TEXTABSCHNITT:
Während sich die Parteien nach der Bundestagswahl noch sortieren und die Koalitionsgespräche langsam anlaufen, setzen Energie- und Wirtschaftsverbände auf ein hohes Tempo bei der Regierungsbildung und ein schnelles Erreichen der politischen Handlungsfähigkeit. Nachfolgend einige Stimmen von Energie- und Wirtschaftsverbänden zu den kurzfristigen Erwartungen an eine neue Bundesregierung.

BDEW und VKU mahnen schnelles und zielgerichtetes Handeln beim Energie- und Klima-Thema an

Der Bundesverband der Energie- und Wasserwirtschaft (BDEW) und der Verband kommunaler Unternehmer (VKU) erwarten nach der Bundestagwahl schnelle Entscheidungen im Bereich der Energie- und Klimapolitik.

BDEW Hauptgeschäftsführerin Kerstin Andreae fordert zügige Entscheidungen für den beschleunigten Ausbau der Erneuerbaren Energien und Entlastung bei Energiepreisen. Es dürfe jetzt keine monatelange Hängepartie geben. „Egal welche Koalition es am Ende sein wird: Jede neue Regierung muss schnell ins Handeln kommen. Das ist angesichts der Ziele und Vorgaben aus dem deutschen Klimaschutzgesetz und dem „Fit for 55“-Paket der Europäischen Union unerlässlich“, so Andrea. Die künftige Koalition müsse außerdem den Hochlauf einer Wasserstoffwirtschaft vorantreiben. Dies werde eines der wichtigsten energie- und industriepolitischen Handlungsfelder der kommenden Legislaturperiode, so Andreae weiter.

AUFGABENSTELLUNG:
Schreiben Sie den obigen Text über die Erwartungen der Energie- und Wirtschaftsverbände an die neue Bundesregierung weiter, beginnend nach seinem letzten Satz.

BEREITGESTELLTE ZEILEN:
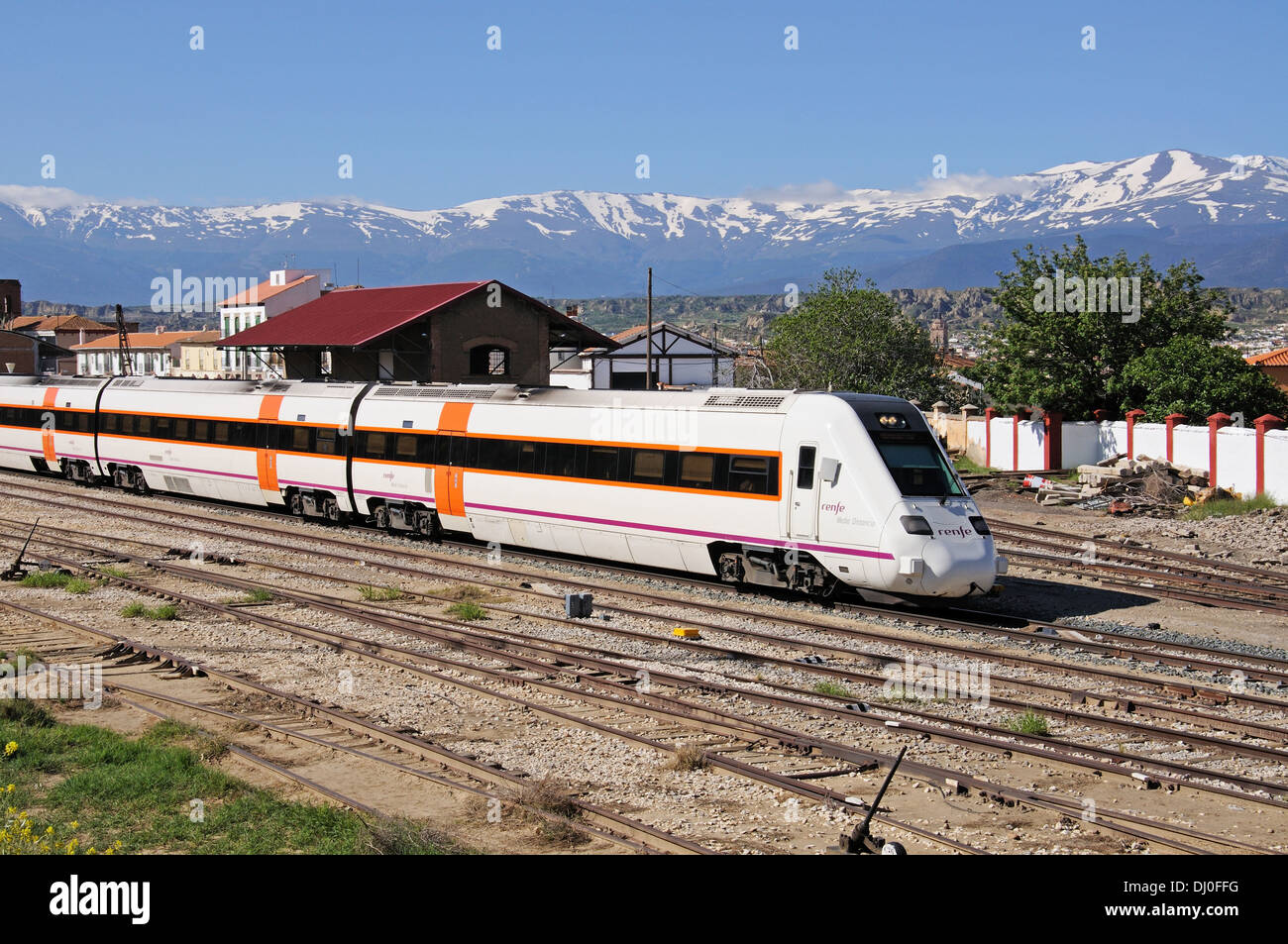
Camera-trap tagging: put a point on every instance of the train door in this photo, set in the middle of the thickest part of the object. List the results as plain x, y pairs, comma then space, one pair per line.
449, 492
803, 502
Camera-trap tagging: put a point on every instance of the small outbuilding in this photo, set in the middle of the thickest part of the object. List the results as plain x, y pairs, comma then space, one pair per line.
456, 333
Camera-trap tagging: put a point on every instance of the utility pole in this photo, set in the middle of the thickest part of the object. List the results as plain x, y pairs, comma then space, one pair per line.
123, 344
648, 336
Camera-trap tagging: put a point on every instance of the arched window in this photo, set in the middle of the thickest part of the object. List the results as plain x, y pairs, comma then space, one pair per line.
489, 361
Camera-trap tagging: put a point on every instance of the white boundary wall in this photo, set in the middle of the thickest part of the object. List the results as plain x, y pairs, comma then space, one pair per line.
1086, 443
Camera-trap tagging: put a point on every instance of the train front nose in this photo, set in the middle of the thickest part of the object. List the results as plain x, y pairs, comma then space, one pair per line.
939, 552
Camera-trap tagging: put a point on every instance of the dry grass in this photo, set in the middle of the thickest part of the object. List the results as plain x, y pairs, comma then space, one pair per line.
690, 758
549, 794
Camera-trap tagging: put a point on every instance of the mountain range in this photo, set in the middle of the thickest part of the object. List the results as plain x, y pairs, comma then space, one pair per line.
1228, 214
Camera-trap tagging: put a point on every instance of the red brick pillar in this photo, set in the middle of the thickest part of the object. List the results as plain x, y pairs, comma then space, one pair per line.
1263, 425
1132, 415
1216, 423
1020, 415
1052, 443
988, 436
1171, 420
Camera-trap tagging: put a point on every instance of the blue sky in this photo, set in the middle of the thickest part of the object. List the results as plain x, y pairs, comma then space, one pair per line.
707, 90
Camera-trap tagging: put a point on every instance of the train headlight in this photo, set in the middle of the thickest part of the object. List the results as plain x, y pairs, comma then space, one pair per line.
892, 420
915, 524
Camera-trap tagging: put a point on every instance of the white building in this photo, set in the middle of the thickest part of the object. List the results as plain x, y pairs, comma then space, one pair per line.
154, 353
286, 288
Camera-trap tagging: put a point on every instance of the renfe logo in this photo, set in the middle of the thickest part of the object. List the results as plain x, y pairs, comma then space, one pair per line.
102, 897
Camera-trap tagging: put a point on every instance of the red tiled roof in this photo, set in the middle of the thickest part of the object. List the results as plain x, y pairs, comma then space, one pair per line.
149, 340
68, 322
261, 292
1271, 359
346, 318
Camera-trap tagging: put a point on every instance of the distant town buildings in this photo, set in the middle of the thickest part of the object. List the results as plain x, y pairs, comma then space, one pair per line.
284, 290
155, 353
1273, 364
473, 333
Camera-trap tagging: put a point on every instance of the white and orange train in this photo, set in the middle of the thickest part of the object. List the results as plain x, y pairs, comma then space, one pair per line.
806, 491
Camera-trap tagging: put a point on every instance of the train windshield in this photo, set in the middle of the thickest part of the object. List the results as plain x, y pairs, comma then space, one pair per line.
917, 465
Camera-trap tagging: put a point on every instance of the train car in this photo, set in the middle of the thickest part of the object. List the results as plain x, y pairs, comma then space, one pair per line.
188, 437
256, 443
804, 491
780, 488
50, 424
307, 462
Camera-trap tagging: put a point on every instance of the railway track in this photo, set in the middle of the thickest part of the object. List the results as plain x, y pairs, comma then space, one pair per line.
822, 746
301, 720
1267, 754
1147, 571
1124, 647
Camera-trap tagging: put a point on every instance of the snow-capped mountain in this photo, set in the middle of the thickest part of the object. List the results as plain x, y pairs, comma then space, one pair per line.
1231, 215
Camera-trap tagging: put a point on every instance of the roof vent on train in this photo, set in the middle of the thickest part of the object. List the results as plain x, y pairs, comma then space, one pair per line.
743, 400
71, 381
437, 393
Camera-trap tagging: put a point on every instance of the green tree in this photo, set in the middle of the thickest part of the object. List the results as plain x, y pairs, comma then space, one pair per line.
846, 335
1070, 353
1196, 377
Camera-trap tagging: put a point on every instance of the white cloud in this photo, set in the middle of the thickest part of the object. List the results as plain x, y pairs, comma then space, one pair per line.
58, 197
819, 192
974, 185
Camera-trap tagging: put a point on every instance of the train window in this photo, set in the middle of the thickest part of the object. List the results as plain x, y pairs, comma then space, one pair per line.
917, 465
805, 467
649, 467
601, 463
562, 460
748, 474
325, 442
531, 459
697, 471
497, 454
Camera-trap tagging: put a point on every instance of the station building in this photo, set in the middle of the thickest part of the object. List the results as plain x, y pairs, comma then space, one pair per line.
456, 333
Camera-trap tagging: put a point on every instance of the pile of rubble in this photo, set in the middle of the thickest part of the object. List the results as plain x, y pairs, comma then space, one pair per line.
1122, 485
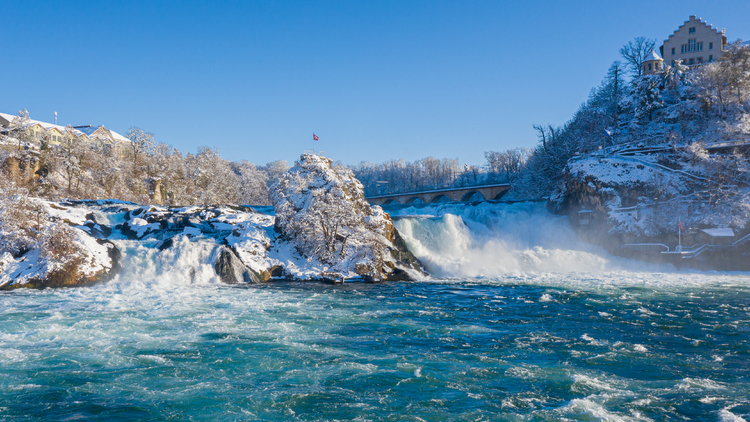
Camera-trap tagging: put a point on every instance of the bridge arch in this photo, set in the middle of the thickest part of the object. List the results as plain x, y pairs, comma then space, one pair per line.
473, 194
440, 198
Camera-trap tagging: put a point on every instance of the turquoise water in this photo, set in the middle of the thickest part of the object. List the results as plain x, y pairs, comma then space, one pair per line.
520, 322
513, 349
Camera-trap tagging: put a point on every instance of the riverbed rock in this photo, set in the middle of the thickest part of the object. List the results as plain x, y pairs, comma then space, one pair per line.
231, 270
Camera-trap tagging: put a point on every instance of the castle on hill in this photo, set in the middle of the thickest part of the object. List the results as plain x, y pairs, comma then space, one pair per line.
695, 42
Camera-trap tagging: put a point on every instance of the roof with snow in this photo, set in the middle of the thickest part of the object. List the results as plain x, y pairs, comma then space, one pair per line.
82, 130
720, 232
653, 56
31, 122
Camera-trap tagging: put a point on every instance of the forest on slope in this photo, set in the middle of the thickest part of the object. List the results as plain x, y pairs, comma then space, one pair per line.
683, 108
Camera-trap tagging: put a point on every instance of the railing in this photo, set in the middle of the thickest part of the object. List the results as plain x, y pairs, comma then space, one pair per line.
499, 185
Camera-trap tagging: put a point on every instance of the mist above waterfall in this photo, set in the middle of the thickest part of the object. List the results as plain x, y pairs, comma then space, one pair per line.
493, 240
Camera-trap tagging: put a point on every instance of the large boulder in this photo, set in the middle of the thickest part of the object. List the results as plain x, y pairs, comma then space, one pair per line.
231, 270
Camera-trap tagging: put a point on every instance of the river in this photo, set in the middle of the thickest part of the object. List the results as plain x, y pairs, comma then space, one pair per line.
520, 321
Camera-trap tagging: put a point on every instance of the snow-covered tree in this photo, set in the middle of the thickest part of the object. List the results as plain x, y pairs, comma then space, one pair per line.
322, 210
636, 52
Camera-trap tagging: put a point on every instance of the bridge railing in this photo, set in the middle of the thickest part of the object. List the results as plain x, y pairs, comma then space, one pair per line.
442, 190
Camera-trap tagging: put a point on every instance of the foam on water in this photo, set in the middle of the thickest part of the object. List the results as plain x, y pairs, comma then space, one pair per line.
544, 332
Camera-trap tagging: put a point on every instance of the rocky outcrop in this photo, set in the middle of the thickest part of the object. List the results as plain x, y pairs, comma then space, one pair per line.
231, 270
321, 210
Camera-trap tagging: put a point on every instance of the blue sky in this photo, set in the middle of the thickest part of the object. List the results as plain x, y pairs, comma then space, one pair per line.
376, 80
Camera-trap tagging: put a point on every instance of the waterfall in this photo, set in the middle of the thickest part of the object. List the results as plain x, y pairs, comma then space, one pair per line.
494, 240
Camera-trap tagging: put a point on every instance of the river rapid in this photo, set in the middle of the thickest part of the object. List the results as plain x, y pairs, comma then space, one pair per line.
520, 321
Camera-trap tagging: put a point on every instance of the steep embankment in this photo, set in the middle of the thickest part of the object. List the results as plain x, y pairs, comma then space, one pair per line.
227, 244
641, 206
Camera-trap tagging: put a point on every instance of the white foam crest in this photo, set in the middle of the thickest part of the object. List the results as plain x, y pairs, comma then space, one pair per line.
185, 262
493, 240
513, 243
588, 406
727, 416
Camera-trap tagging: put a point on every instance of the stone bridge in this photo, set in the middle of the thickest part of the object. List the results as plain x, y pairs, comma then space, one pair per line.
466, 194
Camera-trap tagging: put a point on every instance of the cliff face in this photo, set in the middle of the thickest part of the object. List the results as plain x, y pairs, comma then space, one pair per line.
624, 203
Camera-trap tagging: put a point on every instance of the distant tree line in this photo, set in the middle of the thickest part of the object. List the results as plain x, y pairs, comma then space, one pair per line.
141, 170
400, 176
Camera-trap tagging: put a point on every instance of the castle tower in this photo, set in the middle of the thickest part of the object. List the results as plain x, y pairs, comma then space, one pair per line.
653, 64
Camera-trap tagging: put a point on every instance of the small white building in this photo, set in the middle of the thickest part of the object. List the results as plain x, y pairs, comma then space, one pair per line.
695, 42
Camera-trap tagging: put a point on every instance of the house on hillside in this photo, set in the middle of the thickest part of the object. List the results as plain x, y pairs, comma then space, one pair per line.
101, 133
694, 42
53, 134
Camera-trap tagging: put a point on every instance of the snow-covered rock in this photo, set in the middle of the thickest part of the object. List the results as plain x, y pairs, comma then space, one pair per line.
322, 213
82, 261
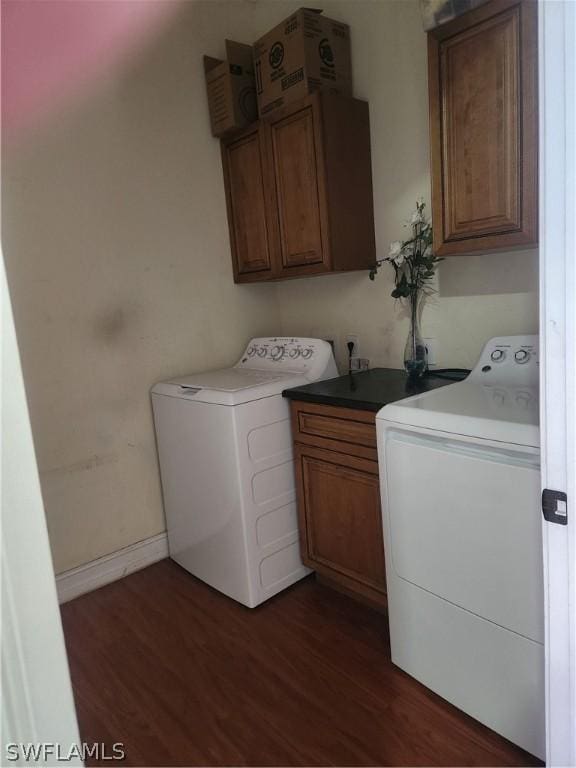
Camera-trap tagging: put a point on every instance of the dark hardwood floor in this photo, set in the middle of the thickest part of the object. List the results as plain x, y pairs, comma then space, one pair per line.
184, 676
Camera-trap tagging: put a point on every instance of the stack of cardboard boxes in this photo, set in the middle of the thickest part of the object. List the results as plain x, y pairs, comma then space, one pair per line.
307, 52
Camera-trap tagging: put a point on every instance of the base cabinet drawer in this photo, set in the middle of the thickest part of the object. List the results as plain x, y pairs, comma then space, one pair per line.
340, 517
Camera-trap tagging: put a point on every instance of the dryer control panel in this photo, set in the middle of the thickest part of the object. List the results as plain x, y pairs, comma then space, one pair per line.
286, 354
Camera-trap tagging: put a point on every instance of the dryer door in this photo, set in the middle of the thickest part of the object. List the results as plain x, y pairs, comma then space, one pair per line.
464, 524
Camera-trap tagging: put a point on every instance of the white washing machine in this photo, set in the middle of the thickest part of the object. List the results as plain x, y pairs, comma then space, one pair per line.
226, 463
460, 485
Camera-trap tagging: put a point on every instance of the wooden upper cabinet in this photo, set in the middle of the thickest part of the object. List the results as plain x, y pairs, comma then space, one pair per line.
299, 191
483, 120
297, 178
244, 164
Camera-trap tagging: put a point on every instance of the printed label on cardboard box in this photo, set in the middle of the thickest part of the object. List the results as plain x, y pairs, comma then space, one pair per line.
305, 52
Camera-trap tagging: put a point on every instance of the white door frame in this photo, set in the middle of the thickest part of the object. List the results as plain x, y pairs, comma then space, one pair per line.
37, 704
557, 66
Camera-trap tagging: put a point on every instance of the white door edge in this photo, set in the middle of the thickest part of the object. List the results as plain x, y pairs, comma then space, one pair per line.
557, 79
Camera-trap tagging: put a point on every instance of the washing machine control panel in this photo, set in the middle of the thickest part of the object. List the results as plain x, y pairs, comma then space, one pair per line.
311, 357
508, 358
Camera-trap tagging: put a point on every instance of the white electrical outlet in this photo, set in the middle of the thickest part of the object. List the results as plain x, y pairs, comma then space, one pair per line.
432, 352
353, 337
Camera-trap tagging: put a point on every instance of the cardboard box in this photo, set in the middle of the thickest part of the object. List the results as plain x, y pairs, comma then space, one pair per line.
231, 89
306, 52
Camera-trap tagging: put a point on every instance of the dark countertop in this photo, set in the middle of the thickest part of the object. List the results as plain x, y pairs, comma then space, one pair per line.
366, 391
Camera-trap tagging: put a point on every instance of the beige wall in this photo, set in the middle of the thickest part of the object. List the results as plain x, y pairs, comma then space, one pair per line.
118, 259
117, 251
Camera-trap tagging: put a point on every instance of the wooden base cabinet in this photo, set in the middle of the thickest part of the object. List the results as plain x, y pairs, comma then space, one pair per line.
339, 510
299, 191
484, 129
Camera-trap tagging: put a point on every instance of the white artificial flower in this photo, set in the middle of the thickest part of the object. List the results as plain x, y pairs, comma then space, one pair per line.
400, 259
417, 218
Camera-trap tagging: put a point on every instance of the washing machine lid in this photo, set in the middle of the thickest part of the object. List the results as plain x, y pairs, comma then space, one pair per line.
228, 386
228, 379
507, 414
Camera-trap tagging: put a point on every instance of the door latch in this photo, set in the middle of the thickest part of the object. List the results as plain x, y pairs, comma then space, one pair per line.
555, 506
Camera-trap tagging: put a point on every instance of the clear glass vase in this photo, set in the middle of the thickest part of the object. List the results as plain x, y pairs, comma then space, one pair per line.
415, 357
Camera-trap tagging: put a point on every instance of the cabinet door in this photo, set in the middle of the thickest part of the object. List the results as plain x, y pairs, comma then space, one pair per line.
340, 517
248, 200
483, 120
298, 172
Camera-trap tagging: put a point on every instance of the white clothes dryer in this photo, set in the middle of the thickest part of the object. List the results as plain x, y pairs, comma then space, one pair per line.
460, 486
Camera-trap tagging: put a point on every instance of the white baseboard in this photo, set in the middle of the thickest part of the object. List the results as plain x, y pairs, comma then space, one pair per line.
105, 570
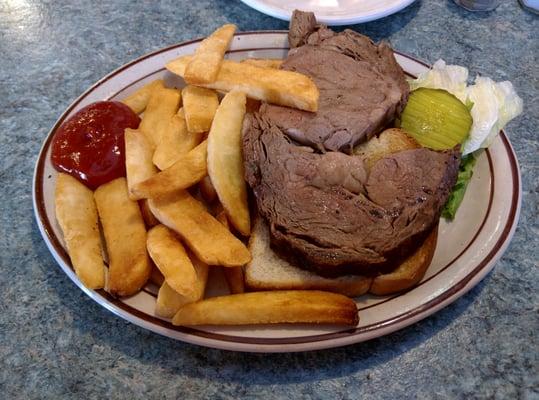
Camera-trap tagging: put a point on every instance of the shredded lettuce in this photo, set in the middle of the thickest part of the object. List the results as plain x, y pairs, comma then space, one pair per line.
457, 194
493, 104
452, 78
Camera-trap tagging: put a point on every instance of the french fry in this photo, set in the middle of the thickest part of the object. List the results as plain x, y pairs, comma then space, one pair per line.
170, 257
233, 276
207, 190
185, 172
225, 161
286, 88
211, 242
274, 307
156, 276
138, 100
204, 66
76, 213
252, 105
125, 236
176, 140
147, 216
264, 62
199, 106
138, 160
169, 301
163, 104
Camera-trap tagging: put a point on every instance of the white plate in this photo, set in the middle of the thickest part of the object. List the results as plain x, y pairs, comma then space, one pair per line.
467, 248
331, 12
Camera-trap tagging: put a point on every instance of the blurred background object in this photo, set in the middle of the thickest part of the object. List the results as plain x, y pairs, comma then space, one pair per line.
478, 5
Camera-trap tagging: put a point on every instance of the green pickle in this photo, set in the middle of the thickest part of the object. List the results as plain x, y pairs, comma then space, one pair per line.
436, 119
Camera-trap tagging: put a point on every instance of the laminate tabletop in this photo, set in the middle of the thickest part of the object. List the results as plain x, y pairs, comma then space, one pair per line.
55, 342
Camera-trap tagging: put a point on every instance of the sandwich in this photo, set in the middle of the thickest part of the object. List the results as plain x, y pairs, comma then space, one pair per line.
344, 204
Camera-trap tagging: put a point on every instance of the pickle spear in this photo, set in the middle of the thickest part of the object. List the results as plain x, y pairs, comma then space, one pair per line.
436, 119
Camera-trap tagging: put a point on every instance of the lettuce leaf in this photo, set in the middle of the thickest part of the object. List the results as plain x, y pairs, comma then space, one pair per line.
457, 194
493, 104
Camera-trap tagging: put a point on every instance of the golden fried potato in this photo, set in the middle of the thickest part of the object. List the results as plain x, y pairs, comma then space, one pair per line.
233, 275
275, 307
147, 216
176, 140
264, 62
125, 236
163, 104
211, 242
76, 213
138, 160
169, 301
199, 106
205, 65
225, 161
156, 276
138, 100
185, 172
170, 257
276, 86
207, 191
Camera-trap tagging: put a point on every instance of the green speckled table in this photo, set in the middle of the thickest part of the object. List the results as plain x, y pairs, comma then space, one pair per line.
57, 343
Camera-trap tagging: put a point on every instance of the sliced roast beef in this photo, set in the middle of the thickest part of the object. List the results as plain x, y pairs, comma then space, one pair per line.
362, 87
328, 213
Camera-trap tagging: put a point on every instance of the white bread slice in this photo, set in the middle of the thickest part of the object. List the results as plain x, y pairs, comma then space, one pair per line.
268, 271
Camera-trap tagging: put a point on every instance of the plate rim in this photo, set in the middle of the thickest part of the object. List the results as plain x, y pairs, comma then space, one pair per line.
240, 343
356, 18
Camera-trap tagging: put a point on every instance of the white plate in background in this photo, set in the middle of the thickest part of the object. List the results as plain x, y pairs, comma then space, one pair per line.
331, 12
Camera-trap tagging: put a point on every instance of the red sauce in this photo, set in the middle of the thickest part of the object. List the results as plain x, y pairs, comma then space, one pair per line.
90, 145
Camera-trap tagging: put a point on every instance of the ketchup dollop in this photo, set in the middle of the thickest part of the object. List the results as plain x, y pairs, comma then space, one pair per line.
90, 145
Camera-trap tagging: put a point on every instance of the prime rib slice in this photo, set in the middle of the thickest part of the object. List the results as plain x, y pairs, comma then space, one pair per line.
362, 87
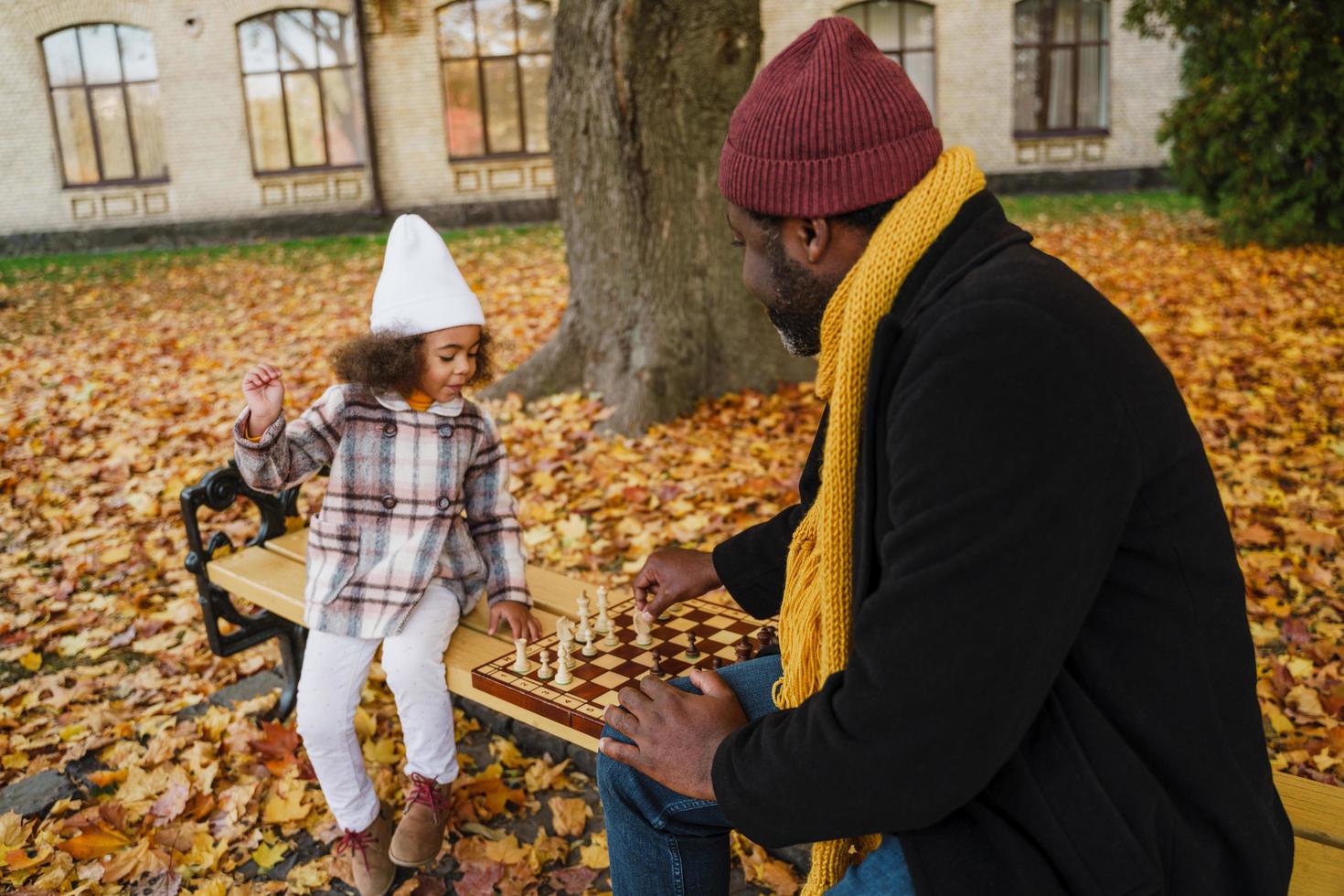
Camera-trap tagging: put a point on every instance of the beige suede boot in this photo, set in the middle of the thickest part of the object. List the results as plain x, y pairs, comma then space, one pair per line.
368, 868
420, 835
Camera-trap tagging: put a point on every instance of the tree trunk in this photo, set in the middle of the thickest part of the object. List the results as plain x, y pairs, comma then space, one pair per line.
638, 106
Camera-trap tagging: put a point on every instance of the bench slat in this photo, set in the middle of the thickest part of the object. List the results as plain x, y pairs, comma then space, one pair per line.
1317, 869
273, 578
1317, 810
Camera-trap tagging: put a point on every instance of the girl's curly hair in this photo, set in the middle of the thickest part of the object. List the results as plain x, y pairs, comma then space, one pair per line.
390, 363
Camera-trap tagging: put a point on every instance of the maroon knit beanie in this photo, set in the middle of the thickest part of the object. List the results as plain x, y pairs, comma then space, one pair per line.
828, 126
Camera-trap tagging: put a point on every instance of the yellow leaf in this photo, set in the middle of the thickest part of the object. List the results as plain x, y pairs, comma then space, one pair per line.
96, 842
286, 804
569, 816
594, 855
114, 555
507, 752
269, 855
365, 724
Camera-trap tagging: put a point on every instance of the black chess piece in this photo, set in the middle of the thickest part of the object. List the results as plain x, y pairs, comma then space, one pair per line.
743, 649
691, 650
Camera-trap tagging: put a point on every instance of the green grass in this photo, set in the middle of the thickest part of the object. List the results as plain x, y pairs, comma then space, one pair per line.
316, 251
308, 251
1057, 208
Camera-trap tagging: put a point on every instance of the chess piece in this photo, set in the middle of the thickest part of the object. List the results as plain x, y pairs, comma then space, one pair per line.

ÜBUNGSERGEBNIS:
Aus VKU-Sicht steht die nächste Bundesregierung vor den zentralen Fragen, wie die verschärften Klimaziele erreicht und wie Ver- und Entsorgung, d.h. Daseinsvorsorge für Wirtschaft und Menschen sicher und bezahlbar bleiben und gleichzeitig Wohlstand und Wirtschaftskraft gesichert werden können. „Wir brauchen dafür generell mehr Planungs- und Investitionssicherheit sowie attraktive Investitionsbedingungen für alle Bereiche und Sektoren auch über eine Legislaturperiode hinaus. Vor allem aber schnelle und zielgerichtete Entscheidungen und Umsetzungskonzepte: Binnen 100 Tagen ein Erneuerbare Energien-Programm und ein Infrastruktur-Update für den Ausbau - weil jede Tonne eingespartes CO2 zählt“, so VKU-Hauptgeschäftsführer Ingbert Liebing.

BEE: Klimaschutz, Beschäftigung und sozialen Ausgleich als zentralen Wählerauftrag voranbringen

Der Bundesverband Erneuerbare Energien (BEE) fordert, die nächsten vier Jahre zu einer Legislatur des Handelns für Zukunft und Standort zu machen. Besserer Klimaschutz und eine innovationsstarke Industriepolitik lassen sich verbinden und durch eine Neuorganisation von Beschäftigung und sozialem Ausgleich erfolgreich gestalten, setzt der BEE auf eine beschleunigte ökologische Modernisierung der gesamten Energiewirtschaft. „Hierbei gilt es, an frühere Erfolge Deutschlands als Energiewendevorreiter anzuknüpfen und die Rahmenbedingungen für das moderne Energiesystem der Zukunft auf den Weg zu bringen“, fordert BEE-Präsidentin Simone Peter zügige und konzentrierte Verhandlungen. Es brauche noch in diesem Jahr eine neue Bundesregierung und einen Startschuss für Investitionen in eine zukunftsfähige Energieversorgung, so Peter weiter.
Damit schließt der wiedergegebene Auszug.